PROBLEM TO WORK ON.
Copy each line below that has "shirt".

:: GIVEN INFORMATION

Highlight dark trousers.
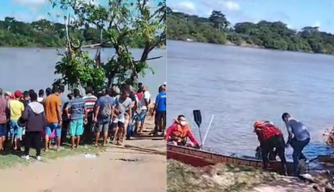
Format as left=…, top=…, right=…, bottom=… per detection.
left=61, top=121, right=69, bottom=144
left=24, top=131, right=42, bottom=156
left=154, top=111, right=166, bottom=133
left=289, top=137, right=310, bottom=175
left=261, top=135, right=287, bottom=174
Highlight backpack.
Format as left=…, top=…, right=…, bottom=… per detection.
left=100, top=100, right=112, bottom=118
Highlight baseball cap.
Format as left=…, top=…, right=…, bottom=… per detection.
left=14, top=90, right=22, bottom=98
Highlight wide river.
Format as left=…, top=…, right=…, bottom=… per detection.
left=167, top=40, right=334, bottom=160
left=0, top=47, right=166, bottom=96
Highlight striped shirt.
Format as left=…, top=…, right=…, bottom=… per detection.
left=83, top=94, right=97, bottom=113
left=67, top=97, right=85, bottom=120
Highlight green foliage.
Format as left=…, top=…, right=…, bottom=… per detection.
left=0, top=16, right=147, bottom=48
left=50, top=0, right=166, bottom=89
left=167, top=8, right=334, bottom=55
left=54, top=51, right=106, bottom=91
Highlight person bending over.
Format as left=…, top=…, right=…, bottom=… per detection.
left=166, top=115, right=200, bottom=148
left=253, top=120, right=287, bottom=175
left=281, top=113, right=310, bottom=176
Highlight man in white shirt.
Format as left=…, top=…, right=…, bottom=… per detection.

::::

ANSWER SPACE.
Highlight striped shirt.
Highlight man in white shirt.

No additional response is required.